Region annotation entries
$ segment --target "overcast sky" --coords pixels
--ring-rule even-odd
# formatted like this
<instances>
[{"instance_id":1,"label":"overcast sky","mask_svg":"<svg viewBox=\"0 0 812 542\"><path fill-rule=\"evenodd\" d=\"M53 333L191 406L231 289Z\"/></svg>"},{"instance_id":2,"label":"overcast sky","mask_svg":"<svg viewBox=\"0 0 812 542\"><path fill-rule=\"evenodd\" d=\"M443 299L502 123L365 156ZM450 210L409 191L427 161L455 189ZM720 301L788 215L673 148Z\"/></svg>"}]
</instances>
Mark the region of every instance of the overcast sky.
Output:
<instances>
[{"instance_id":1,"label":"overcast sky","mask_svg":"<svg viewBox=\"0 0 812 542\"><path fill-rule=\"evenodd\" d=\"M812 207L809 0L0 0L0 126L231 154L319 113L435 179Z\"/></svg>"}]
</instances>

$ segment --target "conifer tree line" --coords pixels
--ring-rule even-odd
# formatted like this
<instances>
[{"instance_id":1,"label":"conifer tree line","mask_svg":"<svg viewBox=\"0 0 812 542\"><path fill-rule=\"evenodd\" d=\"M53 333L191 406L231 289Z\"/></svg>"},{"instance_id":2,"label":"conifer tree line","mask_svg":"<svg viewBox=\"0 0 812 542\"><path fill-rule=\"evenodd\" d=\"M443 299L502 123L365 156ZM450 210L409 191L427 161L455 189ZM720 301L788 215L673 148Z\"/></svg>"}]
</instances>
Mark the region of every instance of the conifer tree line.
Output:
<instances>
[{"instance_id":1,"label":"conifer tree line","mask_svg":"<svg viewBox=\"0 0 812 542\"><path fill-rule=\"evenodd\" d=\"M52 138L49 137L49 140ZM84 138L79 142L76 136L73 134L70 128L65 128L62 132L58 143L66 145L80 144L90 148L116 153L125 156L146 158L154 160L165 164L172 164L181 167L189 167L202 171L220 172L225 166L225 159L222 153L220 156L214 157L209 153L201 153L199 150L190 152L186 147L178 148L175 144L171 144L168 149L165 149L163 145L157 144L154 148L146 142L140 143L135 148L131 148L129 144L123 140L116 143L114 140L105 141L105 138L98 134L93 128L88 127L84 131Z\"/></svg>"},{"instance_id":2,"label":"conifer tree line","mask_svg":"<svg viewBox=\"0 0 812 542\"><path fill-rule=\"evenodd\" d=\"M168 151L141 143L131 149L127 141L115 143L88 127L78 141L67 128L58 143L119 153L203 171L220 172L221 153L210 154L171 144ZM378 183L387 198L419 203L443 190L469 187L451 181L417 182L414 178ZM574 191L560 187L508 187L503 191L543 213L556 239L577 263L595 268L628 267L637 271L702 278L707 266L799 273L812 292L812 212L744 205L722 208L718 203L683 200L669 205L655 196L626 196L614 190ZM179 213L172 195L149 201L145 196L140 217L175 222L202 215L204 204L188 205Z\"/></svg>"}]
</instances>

- [WHAT YOU HAVE TO DO] Write out the full listing exactly as given.

- [COMPLETE ANSWER]
$ segment --target "overcast sky" --coords pixels
--ring-rule even-odd
# formatted like this
<instances>
[{"instance_id":1,"label":"overcast sky","mask_svg":"<svg viewBox=\"0 0 812 542\"><path fill-rule=\"evenodd\" d=\"M53 333L191 406L231 289Z\"/></svg>"},{"instance_id":2,"label":"overcast sky","mask_svg":"<svg viewBox=\"0 0 812 542\"><path fill-rule=\"evenodd\" d=\"M443 299L502 123L365 156ZM450 210L409 191L427 161L455 189ZM720 301L788 215L673 148Z\"/></svg>"}]
</instances>
Mark the region of every instance of the overcast sky.
Output:
<instances>
[{"instance_id":1,"label":"overcast sky","mask_svg":"<svg viewBox=\"0 0 812 542\"><path fill-rule=\"evenodd\" d=\"M812 207L809 0L0 0L0 126L231 154L319 113L435 179Z\"/></svg>"}]
</instances>

$ segment --target "conifer tree line" --coords pixels
--ring-rule even-odd
# formatted like this
<instances>
[{"instance_id":1,"label":"conifer tree line","mask_svg":"<svg viewBox=\"0 0 812 542\"><path fill-rule=\"evenodd\" d=\"M53 333L191 406L231 289Z\"/></svg>"},{"instance_id":2,"label":"conifer tree line","mask_svg":"<svg viewBox=\"0 0 812 542\"><path fill-rule=\"evenodd\" d=\"M443 299L502 123L365 156ZM450 210L409 191L427 161L455 189ZM720 301L788 215L673 148Z\"/></svg>"}]
</instances>
Mark the region of every instance of the conifer tree line.
Output:
<instances>
[{"instance_id":1,"label":"conifer tree line","mask_svg":"<svg viewBox=\"0 0 812 542\"><path fill-rule=\"evenodd\" d=\"M52 138L49 137L49 140ZM84 138L79 142L76 136L73 134L70 128L65 128L62 132L58 143L66 145L80 144L90 148L116 153L125 156L146 158L154 160L165 164L172 164L181 167L189 167L202 171L220 172L225 166L225 159L222 153L220 156L214 157L209 153L201 153L199 150L190 152L186 147L178 148L175 144L171 144L168 149L165 149L163 145L157 144L154 148L146 142L140 143L135 148L131 148L129 144L123 140L116 143L114 140L105 141L105 138L98 134L93 128L88 127L84 131Z\"/></svg>"},{"instance_id":2,"label":"conifer tree line","mask_svg":"<svg viewBox=\"0 0 812 542\"><path fill-rule=\"evenodd\" d=\"M168 151L141 143L131 149L127 141L115 143L88 127L78 141L67 128L58 143L119 153L203 171L220 172L221 153L210 154L171 144ZM378 183L387 198L419 203L443 190L469 187L451 181L417 182L414 178ZM574 191L560 187L508 187L503 191L543 213L556 239L577 263L595 268L628 267L637 271L702 278L707 266L799 273L812 292L812 212L744 205L722 208L718 203L683 200L669 205L655 196L626 196L614 190ZM179 213L172 195L149 201L145 196L140 217L175 222L202 215L204 204L188 205Z\"/></svg>"}]
</instances>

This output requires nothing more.